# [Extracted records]
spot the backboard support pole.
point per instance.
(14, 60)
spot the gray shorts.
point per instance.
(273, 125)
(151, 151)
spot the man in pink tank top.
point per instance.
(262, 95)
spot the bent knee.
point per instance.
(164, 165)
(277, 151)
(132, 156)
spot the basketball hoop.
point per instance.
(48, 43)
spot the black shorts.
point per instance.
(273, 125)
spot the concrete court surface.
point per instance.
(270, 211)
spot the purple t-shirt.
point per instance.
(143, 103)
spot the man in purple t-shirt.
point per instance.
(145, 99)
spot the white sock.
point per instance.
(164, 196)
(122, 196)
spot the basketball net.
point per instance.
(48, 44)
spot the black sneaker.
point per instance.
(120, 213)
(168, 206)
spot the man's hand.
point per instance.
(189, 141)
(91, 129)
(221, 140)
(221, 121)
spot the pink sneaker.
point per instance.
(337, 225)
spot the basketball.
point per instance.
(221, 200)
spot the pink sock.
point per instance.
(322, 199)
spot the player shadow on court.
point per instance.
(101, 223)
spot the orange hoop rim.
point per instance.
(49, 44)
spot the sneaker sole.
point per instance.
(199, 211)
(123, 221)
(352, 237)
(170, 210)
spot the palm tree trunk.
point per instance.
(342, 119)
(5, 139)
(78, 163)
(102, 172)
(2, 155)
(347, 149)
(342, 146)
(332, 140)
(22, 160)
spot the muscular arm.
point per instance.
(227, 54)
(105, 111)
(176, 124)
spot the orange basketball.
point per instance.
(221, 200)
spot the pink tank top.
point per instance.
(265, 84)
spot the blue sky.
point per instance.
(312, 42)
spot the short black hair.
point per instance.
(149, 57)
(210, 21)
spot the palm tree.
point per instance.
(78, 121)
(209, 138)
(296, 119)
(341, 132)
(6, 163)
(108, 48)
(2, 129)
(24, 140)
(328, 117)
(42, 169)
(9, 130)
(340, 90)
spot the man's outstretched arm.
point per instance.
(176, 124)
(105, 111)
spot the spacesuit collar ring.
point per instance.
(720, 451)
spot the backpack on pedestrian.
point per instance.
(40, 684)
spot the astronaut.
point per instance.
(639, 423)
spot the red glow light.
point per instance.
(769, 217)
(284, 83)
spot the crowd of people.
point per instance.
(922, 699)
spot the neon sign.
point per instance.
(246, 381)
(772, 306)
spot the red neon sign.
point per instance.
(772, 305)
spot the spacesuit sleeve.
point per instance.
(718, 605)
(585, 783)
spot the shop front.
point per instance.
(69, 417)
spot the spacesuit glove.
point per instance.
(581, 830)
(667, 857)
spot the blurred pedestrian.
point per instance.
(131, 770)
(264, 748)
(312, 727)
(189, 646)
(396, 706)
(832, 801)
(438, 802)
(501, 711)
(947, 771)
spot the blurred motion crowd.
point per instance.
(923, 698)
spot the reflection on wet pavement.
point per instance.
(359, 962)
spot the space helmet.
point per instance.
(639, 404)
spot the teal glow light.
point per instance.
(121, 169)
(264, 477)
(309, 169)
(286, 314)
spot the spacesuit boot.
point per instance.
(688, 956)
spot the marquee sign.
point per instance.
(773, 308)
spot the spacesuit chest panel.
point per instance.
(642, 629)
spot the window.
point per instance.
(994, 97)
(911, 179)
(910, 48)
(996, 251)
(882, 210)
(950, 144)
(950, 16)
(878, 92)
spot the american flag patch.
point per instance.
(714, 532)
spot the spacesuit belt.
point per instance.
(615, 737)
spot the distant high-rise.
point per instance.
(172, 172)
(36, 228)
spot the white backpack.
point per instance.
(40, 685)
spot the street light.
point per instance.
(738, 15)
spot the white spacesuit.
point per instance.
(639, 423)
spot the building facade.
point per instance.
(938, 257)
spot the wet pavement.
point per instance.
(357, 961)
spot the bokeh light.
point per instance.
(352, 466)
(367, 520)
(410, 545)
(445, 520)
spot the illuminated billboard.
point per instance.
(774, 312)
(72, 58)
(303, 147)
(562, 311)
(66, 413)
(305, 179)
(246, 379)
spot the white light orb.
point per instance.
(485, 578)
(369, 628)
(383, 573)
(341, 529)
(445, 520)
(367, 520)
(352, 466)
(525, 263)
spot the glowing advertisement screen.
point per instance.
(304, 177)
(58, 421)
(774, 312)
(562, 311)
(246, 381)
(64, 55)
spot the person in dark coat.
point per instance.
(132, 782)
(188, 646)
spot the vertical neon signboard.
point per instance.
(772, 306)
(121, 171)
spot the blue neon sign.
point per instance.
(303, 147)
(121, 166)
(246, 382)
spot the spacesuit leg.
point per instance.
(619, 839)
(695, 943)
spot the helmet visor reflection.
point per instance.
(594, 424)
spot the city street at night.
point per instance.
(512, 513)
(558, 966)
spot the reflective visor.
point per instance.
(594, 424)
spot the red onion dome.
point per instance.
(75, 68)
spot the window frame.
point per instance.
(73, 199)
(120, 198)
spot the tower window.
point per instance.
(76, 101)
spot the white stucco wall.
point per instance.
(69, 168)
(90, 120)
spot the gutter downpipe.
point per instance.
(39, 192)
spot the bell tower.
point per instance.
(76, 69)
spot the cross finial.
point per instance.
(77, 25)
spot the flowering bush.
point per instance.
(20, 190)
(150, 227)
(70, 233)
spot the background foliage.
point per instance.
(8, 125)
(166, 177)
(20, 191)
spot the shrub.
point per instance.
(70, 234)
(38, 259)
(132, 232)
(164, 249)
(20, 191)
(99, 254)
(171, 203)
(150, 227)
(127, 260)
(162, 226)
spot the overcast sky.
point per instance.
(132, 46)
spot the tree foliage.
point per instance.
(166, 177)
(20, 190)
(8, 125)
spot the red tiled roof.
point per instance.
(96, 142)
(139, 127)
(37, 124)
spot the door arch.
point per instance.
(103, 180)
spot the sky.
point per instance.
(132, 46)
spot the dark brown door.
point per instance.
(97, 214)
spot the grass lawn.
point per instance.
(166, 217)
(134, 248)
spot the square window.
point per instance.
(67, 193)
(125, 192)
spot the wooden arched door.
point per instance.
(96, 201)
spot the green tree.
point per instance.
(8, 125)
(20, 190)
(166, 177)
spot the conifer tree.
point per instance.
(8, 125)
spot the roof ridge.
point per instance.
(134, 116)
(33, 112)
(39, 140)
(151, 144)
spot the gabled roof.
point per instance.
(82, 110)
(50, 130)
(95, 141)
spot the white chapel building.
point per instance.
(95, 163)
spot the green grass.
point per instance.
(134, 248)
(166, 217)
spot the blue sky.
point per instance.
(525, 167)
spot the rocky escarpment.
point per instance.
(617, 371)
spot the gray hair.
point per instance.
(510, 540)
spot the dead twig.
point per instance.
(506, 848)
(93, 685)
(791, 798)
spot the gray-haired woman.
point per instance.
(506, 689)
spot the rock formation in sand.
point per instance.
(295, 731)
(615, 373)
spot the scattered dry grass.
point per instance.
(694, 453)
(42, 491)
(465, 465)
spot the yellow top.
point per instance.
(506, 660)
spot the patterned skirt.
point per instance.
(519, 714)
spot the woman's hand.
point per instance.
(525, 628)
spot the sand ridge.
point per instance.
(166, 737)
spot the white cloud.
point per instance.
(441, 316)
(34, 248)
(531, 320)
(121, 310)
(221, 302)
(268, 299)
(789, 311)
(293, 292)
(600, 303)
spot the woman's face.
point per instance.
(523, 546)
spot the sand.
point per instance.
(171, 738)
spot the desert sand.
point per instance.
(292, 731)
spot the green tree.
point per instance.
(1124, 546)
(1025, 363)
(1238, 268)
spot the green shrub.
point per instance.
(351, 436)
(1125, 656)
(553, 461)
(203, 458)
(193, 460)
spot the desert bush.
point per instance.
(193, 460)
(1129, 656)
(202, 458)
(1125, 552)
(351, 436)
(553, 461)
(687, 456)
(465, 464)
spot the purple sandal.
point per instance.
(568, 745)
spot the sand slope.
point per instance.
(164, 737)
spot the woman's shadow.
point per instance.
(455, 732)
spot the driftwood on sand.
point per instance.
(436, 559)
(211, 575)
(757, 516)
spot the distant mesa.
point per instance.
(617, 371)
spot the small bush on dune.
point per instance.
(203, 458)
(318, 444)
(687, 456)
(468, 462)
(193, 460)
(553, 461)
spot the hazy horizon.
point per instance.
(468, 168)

# [Assignment]
Word for word, restate the lines above from the line containing "spot the orange hoop rim." through the line containing "spot the pink tank top.", with both included and nothing else.

# [Result below]
spot the orange hoop rim.
point per instance.
(49, 44)
spot the sneaker sole.
point per instance.
(199, 211)
(123, 221)
(352, 237)
(170, 210)
spot the palm tree trunk.
point per instance.
(342, 119)
(5, 139)
(78, 163)
(102, 172)
(2, 155)
(347, 149)
(342, 146)
(332, 140)
(22, 160)
spot the muscular arm.
point per instance.
(227, 54)
(105, 111)
(176, 124)
spot the orange basketball.
point per instance.
(221, 200)
spot the pink tank top.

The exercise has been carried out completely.